- **Work order**
Each line below must be transcribed exactly, and no picture may appear in the transcription.
◆ ◆ ◆ ◆
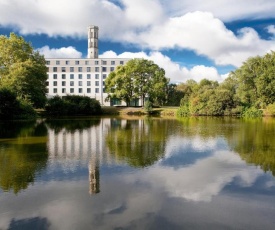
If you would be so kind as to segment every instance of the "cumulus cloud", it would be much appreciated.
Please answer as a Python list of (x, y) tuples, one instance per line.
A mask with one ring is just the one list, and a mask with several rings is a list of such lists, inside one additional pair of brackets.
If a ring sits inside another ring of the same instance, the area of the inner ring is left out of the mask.
[(270, 25), (270, 26), (266, 27), (266, 30), (268, 33), (270, 33), (272, 35), (273, 38), (275, 38), (275, 26), (274, 25)]
[(132, 42), (135, 41), (155, 50), (191, 49), (217, 65), (234, 66), (240, 66), (250, 56), (275, 49), (274, 41), (261, 39), (254, 29), (243, 28), (235, 35), (213, 14), (199, 11), (170, 18), (139, 33)]
[[(188, 49), (217, 65), (237, 67), (250, 56), (275, 49), (274, 41), (260, 38), (252, 28), (235, 35), (224, 25), (244, 18), (274, 18), (274, 1), (167, 1), (0, 0), (0, 25), (12, 25), (22, 34), (84, 38), (86, 27), (95, 24), (103, 40), (150, 50)], [(268, 27), (270, 33), (273, 30)]]
[(274, 18), (273, 0), (160, 0), (167, 5), (170, 15), (179, 16), (196, 10), (212, 12), (223, 21), (253, 18)]
[(172, 61), (168, 56), (161, 52), (154, 51), (146, 54), (145, 52), (124, 52), (116, 54), (114, 51), (106, 51), (99, 56), (100, 58), (145, 58), (154, 61), (158, 66), (163, 68), (166, 72), (166, 77), (170, 78), (170, 82), (185, 82), (193, 79), (200, 81), (204, 78), (214, 81), (222, 81), (226, 75), (220, 75), (215, 67), (204, 65), (194, 66), (191, 69), (181, 67), (178, 63)]
[(74, 47), (62, 47), (58, 49), (50, 48), (49, 46), (43, 46), (37, 49), (40, 54), (43, 54), (45, 58), (81, 58), (82, 53), (77, 51)]

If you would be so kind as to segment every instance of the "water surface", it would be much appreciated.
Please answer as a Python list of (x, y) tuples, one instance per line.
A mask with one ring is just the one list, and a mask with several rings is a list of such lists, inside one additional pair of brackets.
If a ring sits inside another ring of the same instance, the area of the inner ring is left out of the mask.
[(275, 120), (0, 123), (0, 229), (274, 229)]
◆ ◆ ◆ ◆
- **Answer for this exercise**
If you would be so kind as to segment every instance of the "cumulus cloud", it would be much appreciated.
Please answer as a Python list of (x, y) tuples, one instance per line.
A mask with one ring is just the one list, and a mask with several rings is a list of such lists, inside one additional pair of brackets.
If a ring sits inside another ring of the same instance, the area of the inner ring is left out of the mask.
[(270, 25), (270, 26), (266, 27), (266, 30), (268, 33), (270, 33), (272, 35), (273, 38), (275, 38), (275, 26), (274, 25)]
[(132, 42), (135, 41), (155, 50), (191, 49), (217, 65), (234, 66), (240, 66), (250, 56), (275, 49), (274, 41), (261, 39), (254, 29), (243, 28), (235, 35), (213, 14), (199, 11), (170, 18), (139, 33)]
[[(188, 49), (217, 65), (237, 67), (250, 56), (275, 49), (274, 41), (260, 38), (252, 28), (235, 35), (224, 25), (244, 18), (274, 18), (274, 1), (167, 1), (0, 0), (0, 25), (12, 25), (22, 34), (84, 38), (86, 27), (95, 24), (103, 40), (150, 50)], [(268, 27), (270, 33), (273, 30)]]
[(274, 18), (273, 0), (160, 0), (167, 5), (170, 15), (179, 16), (196, 10), (212, 12), (223, 21), (253, 18)]
[(172, 61), (168, 56), (161, 52), (154, 51), (146, 54), (145, 52), (124, 52), (116, 54), (114, 51), (106, 51), (99, 56), (100, 58), (145, 58), (154, 61), (158, 66), (163, 68), (166, 72), (166, 77), (170, 78), (170, 82), (185, 82), (193, 79), (200, 81), (204, 78), (214, 81), (222, 81), (226, 75), (220, 75), (215, 67), (204, 65), (194, 66), (191, 69), (181, 67), (178, 63)]
[(74, 47), (62, 47), (58, 49), (50, 48), (49, 46), (43, 46), (37, 49), (40, 54), (43, 54), (45, 58), (81, 58), (82, 53), (77, 51)]

If you would be so kind as to segment every instance of the "water surface", it would be much appreciated.
Please answer as a Python list of (x, y) tuples, one instance per line.
A mask with one ring is just the one list, and a mask with several rings is a list of such lists, inside one additional pair of brackets.
If a ring sits inside another ring of the same instance, the area of the inner ring is left out of the mask.
[(275, 120), (0, 123), (0, 229), (274, 229)]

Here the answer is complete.